*Problem statement:* Render the entries from the line containing "When you have a moment, could you identify where the outbuilding" through the line containing "[8,420,424,695]" as a two-column CSV with the header text,answer. Give one row per entry, with its text and its answer each in a single quoted field and every line break replaced by a space.

*Supplied material:*
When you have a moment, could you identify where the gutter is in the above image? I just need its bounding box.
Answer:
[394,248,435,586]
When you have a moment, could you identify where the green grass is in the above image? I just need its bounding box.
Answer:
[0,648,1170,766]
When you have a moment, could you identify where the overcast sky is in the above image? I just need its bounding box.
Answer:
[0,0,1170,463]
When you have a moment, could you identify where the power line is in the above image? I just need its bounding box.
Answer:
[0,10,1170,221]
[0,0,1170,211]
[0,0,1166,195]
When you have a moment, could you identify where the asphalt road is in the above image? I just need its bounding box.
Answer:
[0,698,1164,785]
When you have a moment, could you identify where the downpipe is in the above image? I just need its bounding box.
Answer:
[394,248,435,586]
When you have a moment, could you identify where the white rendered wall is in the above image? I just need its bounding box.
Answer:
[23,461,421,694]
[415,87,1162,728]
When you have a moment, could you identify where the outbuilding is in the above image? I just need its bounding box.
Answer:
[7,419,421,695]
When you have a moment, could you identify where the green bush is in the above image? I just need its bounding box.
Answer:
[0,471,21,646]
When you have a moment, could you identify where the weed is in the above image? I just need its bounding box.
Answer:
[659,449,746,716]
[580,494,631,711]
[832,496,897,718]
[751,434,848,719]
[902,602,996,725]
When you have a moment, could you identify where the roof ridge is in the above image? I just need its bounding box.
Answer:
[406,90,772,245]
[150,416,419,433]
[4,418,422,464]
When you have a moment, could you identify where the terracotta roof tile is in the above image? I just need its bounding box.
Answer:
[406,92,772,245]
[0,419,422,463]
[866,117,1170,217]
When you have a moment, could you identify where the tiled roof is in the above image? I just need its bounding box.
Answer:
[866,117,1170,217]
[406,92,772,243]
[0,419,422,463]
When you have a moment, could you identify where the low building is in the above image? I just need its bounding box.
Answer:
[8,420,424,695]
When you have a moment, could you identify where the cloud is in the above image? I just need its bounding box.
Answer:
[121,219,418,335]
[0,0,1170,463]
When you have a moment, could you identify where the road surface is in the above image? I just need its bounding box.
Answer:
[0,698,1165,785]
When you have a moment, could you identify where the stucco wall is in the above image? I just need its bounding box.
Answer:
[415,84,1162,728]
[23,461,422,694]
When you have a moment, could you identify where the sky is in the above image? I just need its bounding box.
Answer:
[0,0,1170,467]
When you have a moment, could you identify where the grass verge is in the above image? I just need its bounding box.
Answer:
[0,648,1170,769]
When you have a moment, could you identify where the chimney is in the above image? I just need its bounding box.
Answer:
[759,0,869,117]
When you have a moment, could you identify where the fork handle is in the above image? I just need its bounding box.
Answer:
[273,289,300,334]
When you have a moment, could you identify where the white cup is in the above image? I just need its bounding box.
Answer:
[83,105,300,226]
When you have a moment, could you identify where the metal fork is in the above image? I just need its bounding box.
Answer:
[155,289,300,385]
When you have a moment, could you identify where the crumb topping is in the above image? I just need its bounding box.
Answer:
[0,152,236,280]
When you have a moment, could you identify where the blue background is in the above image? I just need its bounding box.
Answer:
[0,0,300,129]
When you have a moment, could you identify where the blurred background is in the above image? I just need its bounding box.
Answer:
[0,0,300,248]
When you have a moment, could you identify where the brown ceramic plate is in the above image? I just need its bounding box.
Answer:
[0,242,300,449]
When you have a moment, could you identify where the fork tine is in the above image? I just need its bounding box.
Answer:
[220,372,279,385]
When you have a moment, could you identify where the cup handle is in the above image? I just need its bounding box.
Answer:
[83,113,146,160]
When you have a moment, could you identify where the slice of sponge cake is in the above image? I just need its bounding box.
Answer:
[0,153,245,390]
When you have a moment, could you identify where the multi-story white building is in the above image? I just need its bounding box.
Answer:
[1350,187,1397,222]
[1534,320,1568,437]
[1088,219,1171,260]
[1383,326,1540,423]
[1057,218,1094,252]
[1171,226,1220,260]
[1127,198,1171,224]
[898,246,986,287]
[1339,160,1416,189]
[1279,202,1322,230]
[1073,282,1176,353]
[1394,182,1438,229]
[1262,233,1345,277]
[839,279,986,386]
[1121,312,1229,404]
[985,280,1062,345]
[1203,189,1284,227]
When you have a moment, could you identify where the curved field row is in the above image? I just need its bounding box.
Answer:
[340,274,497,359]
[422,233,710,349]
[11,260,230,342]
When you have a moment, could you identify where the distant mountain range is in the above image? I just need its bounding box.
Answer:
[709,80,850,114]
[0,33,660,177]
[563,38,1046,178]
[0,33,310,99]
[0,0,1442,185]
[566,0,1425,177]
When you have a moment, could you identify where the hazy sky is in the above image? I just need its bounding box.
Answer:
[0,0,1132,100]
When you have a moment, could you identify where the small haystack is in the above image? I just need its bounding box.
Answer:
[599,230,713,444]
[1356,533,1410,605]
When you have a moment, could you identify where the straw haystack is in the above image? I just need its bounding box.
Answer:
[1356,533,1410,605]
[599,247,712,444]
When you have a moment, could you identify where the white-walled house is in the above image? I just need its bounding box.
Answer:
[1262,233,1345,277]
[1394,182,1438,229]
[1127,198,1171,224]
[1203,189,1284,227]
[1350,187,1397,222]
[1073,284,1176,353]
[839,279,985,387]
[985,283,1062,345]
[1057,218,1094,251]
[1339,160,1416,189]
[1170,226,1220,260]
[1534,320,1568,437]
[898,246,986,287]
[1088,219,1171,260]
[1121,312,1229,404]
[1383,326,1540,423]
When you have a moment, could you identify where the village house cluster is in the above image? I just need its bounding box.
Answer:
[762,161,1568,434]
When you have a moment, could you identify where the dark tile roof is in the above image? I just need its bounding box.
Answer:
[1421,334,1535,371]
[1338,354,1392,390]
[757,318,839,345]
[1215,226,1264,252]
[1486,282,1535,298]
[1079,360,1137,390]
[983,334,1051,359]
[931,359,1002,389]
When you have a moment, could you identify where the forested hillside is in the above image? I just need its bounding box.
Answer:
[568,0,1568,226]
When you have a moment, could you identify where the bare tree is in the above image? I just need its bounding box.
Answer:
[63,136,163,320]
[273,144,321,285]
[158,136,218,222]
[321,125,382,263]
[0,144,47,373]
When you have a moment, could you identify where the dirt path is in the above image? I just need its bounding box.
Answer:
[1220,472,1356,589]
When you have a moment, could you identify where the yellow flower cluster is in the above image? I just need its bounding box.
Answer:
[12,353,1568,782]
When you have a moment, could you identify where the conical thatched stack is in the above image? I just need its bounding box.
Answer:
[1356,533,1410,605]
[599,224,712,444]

*Exercise output:*
text,answer
"When you have a moment, could you identify where the outbuilding is in the above image? I just need its bounding box. Answer:","[7,419,421,695]"
"When you have a moment, could you identify where the green bush is in the above image? I just need its bounding box. Answer:","[0,471,21,646]"
"When you have a moment, could you identify where the weed is in the above image? I just need its bounding box. Answer:","[659,449,746,716] [580,494,631,711] [832,496,897,718] [751,434,848,719] [902,602,996,725]"
"When you have a moment, could you identify where the roof ridge is in the above image? I just need its bounding box. Answer:","[406,90,772,245] [150,416,419,433] [4,418,422,464]"
"When you have a moment, could you identify where the terracotta roof tile is in the above image? I just need its bounding box. Answer:","[406,92,772,245] [0,419,422,463] [866,117,1170,217]"
"When you have a moment, could you identify where the tiled roof is in the above image? I just need its bounding box. Answer:","[866,117,1170,217] [406,92,772,243] [0,419,422,463]"
"When you have a moment, could you identify where the low building is in the above image? I just need its bounding box. Answer:","[8,420,424,695]"